_TASK INSTRUCTIONS_
Starting with the first line of the data that follows, transcribe every line verbatim until the line containing "Target: white trim" has been transcribed.

[Dataset entries]
.....

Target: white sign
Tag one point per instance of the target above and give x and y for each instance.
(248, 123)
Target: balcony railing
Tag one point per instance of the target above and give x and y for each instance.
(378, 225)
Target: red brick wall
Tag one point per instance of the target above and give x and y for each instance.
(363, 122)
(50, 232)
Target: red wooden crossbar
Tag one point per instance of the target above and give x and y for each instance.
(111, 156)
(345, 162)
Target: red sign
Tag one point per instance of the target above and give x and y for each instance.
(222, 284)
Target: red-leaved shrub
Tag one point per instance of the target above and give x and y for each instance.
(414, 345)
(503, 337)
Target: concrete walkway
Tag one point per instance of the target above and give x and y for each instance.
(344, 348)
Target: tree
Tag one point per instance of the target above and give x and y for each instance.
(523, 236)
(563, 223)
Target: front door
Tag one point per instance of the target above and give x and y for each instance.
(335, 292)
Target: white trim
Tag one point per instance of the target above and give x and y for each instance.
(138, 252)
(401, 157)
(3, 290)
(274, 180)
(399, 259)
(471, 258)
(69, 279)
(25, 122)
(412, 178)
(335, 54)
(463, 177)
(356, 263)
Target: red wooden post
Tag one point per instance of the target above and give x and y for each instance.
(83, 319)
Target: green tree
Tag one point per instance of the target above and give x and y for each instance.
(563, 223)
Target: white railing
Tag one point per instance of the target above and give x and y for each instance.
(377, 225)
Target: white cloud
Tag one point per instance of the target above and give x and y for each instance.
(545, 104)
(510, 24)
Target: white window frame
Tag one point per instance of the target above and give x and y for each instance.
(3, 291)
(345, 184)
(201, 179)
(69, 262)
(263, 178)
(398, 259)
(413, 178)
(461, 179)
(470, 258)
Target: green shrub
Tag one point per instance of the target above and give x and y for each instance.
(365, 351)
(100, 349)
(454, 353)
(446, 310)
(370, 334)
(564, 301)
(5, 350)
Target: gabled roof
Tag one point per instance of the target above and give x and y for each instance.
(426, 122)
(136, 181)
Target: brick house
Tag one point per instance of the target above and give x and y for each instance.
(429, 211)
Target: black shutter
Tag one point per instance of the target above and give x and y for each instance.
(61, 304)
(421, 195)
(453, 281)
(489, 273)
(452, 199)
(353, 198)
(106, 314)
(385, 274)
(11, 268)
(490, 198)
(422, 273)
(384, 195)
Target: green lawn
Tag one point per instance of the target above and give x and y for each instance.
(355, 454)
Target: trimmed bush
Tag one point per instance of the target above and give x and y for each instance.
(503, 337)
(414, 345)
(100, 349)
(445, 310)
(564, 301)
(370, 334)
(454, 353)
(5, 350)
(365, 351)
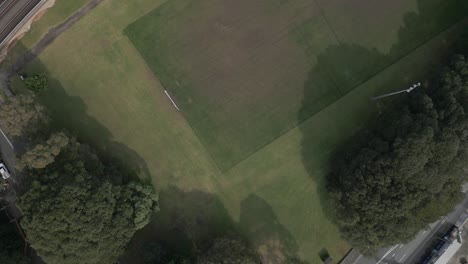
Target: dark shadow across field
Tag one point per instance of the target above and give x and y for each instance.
(69, 113)
(353, 112)
(190, 220)
(234, 118)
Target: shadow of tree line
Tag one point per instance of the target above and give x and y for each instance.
(70, 113)
(189, 221)
(343, 67)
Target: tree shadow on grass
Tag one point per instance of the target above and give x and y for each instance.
(189, 221)
(341, 68)
(273, 241)
(70, 113)
(186, 224)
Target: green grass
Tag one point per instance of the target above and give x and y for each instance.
(240, 110)
(105, 93)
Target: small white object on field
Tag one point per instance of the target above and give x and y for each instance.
(170, 98)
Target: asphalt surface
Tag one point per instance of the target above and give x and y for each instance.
(12, 12)
(415, 250)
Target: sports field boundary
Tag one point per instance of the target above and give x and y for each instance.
(300, 122)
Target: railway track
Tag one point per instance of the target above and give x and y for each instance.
(13, 12)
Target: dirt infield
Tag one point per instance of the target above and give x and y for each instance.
(238, 68)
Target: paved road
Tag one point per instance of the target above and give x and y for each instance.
(12, 12)
(413, 251)
(7, 154)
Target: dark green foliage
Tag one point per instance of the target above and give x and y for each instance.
(228, 251)
(21, 114)
(156, 254)
(75, 214)
(405, 172)
(11, 244)
(36, 83)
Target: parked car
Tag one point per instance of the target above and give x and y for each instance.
(4, 171)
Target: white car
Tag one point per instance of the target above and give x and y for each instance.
(4, 171)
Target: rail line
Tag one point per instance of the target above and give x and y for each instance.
(17, 18)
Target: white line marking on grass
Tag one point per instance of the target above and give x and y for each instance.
(388, 252)
(11, 145)
(402, 258)
(170, 98)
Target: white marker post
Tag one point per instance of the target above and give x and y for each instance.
(170, 98)
(414, 86)
(9, 143)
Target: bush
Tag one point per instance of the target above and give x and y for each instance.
(36, 83)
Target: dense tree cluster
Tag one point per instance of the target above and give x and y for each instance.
(405, 172)
(36, 83)
(75, 213)
(20, 113)
(44, 154)
(11, 244)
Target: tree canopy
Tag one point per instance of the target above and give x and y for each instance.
(36, 83)
(20, 113)
(11, 245)
(404, 173)
(74, 213)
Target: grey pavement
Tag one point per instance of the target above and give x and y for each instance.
(415, 250)
(10, 12)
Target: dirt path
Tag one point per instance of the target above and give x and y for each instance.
(51, 35)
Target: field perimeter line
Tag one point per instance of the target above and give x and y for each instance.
(464, 20)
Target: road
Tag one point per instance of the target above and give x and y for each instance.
(11, 14)
(413, 251)
(7, 154)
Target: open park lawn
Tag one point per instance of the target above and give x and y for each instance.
(267, 90)
(242, 70)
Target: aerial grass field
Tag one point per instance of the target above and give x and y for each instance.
(237, 68)
(105, 88)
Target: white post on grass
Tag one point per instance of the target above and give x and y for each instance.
(170, 98)
(414, 86)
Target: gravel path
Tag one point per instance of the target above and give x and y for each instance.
(51, 35)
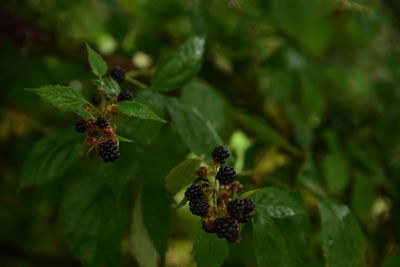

.....

_ANSWER AREA_
Target: white sign
Tag one point per instance of the target above and give x and y for each instance.
(248, 123)
Target: balcony railing
Tag one point per instance of the target above and give x and y for each instance.
(378, 225)
Target: red brick wall
Tag one point per instance of the target above and give x and y for each instance.
(363, 122)
(50, 232)
Target: red wooden crossbar
Tag one point per instance of the target above and give x and y for each instance.
(111, 156)
(345, 162)
Target: red sign
Tag one point per instance of the target above and give x and y for each instance.
(222, 284)
Target: red-leaved shrub
Tag one point per instance of the target above and give x and y for each instance.
(414, 345)
(503, 337)
Target: concrete walkway
Tag one point per instance of the target above and give x and y for each instance.
(344, 348)
Target: tree
Tag one point per instance of the target above and give x and y for each instance.
(523, 236)
(563, 223)
Target: front door
Tag one point per instance of the target above and give x and y for each instance.
(335, 292)
Target: white trim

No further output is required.